Son invisibilité permet au Démon l’accès aux pensées des personnages et de tisser avec ironie et drôlerie le fil rouge qui les réunit, trame de la grande Comédie humaine qui touche au drame, voire à la tragédie, et garantit au roman de Théodoropoulos sa dimension théâtrale ! Geneviève Moreau-Bucherie , pour la librairie Les Saisons.
Zyrànna Zatèli: » le Vent d’Anatolie », Quidam Editeur
Un petit bijou, entre innocence et cruauté.
Une étonnante histoire, qui commence par un fantôme, celui d’une jeune fille Moskhoùla qui signale malgré elle à la narratrice, une enfant tout aussi singulière, « une cour solitaire où les narcisses mauves et les coquelicots ne laissaient qu’un étroit passage vers une maison » , celle de la Vieille Anatolie. C’est alors qu’elle la découvre enveloppée « d’un brouillard en poussière d’or, de particules microscopiques dorées, suspendues, immobiles ». Elle est fascinée par son visage sans expression « à cela près que ses yeux étaient troublants : enfoncés, fendus, très humides, parfaitement sombres, ils luisaient comme un marécage, comme une boue d’un vert noir sous les rayons du soleil ou de la lune. Parler d’yeux de singe, de loup, de brebis égorgée, tout cela ensemble, n’est sans doute pas exact ».
La fascination présente dans beaucoup de romans grecs contemporains, chargée de mythes et intimement liée à la mort, émane de ce petit livre, entre innocence et cruauté. Geneviève Moreau-Bucherie, pour la librairie Les Saisons.
Voir sur ce lien : Zyrana Zatéli
« Les Chérubins de la moquette », d’Eléni Yannakaki.
Une confessions tendre et cynique
Eléni Yannakaki est née à Réthymnon (Crète) en 1955. Elle vit en Angleterre et enseigne la littérature grecque à l’université d’Oxford.Les Chérubins de la moquette, son deuxième roman, a connu un grand succès public et critique en Grèce, où l’auteur a reçu en 2002 le prix du premier roman décerné par le magazine Diavazo.

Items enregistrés
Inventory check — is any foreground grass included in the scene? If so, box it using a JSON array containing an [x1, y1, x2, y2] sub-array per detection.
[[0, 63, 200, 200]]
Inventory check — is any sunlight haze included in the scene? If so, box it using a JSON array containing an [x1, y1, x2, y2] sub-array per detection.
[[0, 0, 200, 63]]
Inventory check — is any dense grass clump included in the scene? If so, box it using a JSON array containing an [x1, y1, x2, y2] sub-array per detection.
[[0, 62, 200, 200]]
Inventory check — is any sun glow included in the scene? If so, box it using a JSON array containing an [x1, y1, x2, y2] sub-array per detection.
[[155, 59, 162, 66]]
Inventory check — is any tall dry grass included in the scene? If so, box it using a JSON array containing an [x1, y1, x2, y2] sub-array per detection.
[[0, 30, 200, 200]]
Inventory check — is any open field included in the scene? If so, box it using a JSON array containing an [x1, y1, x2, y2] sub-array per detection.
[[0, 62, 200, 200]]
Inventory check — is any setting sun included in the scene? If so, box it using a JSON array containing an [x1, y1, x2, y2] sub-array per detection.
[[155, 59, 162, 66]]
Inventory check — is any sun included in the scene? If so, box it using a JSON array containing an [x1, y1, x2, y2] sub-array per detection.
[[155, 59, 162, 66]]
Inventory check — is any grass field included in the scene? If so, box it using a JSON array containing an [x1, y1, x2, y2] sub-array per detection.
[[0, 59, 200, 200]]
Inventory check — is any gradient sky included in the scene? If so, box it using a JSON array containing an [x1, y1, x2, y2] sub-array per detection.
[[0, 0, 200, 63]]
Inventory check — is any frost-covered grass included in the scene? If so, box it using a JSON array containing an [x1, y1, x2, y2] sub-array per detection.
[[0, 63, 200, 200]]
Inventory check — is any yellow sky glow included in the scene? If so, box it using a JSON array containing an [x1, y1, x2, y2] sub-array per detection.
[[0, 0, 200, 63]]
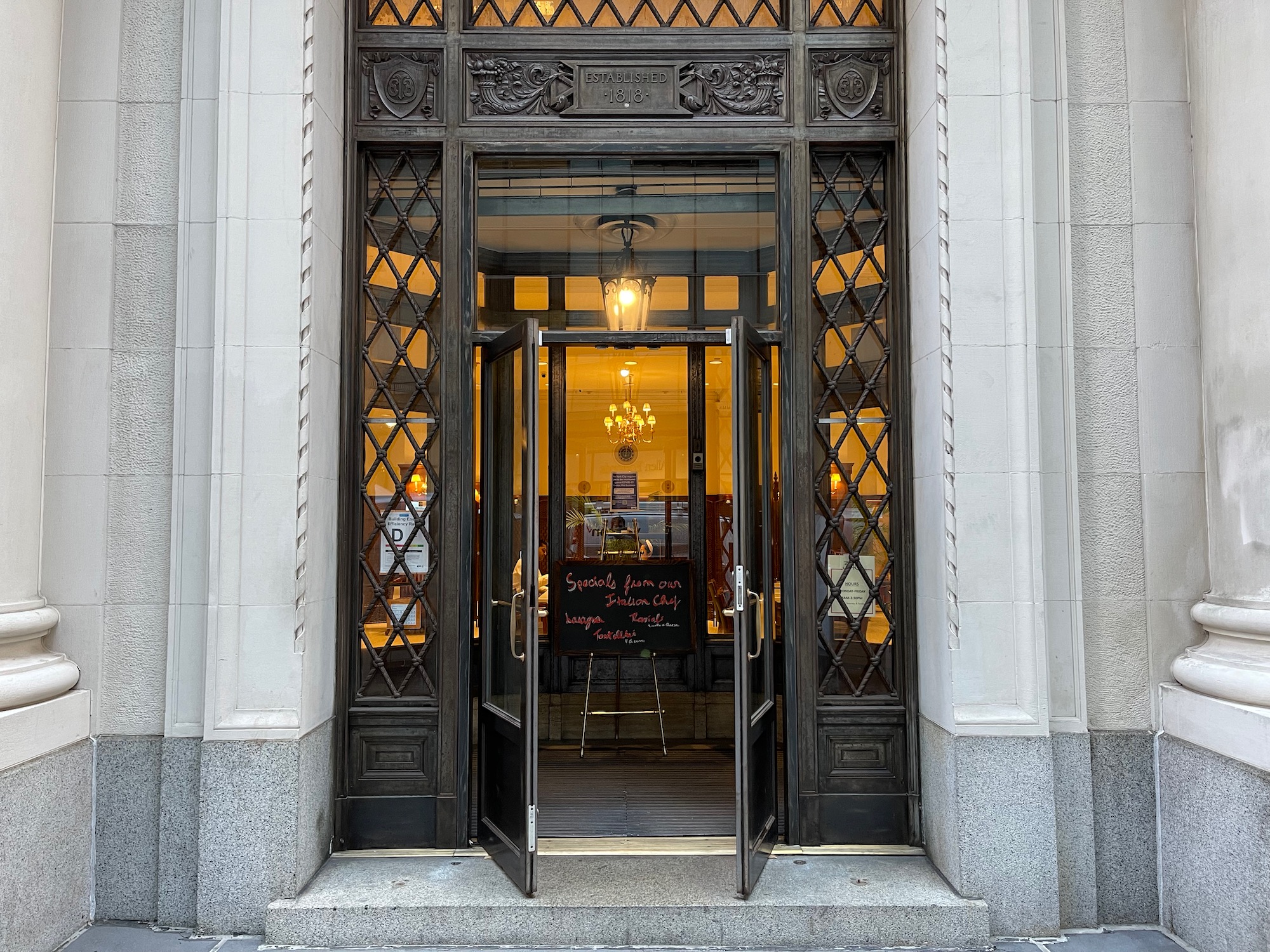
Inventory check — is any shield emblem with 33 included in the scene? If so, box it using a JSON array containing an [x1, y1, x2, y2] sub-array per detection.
[[824, 55, 879, 119], [372, 56, 428, 119]]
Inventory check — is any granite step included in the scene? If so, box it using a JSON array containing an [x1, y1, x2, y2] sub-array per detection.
[[265, 854, 989, 948]]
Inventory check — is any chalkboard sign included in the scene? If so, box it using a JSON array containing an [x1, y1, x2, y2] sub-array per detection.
[[551, 559, 693, 656]]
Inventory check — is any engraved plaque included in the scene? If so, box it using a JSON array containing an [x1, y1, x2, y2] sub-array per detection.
[[565, 58, 688, 118]]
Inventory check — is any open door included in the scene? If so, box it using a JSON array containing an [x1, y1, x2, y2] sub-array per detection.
[[732, 316, 777, 899], [476, 319, 538, 896]]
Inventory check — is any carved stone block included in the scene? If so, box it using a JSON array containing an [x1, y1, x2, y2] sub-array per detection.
[[361, 50, 441, 122], [809, 50, 894, 122]]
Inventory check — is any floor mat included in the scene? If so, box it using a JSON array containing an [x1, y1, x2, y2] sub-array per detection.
[[538, 748, 737, 836]]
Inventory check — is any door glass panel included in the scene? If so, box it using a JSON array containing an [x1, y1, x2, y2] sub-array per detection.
[[470, 0, 777, 29], [564, 347, 690, 560], [475, 159, 777, 330], [481, 349, 526, 722], [366, 0, 442, 27], [810, 0, 890, 28]]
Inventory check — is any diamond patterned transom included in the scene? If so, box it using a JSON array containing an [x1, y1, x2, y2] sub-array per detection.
[[356, 150, 441, 702], [812, 151, 897, 701]]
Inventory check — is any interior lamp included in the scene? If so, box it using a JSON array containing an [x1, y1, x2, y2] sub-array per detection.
[[599, 220, 657, 330]]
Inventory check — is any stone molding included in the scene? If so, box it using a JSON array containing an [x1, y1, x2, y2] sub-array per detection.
[[1160, 683, 1270, 773], [0, 691, 89, 770], [0, 605, 79, 711], [1173, 602, 1270, 707]]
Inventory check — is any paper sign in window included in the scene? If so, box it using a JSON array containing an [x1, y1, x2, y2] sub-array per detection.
[[380, 509, 428, 575], [829, 555, 878, 618]]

EXERCICE COURT: Pouvez-vous réécrire sous forme de liste le paragraphe de l'extrait choisi qui commence par « Eléni Yannakaki est née », en conservant ses faits principaux ?

BONNE RÉPONSE:
Eléni Yannakaki :
- née à Réthymnon (Crète) en 1955 ;
- vit en Angleterre ;
- enseigne la littérature grecque à l'université d'Oxford ;
- a écrit un deuxième roman, Les Chérubins de la moquette, qui a connu un grand succès public et critique en Grèce ;
- a reçu en Grèce, en 2002, le prix du premier roman décerné par le magazine Diavazo.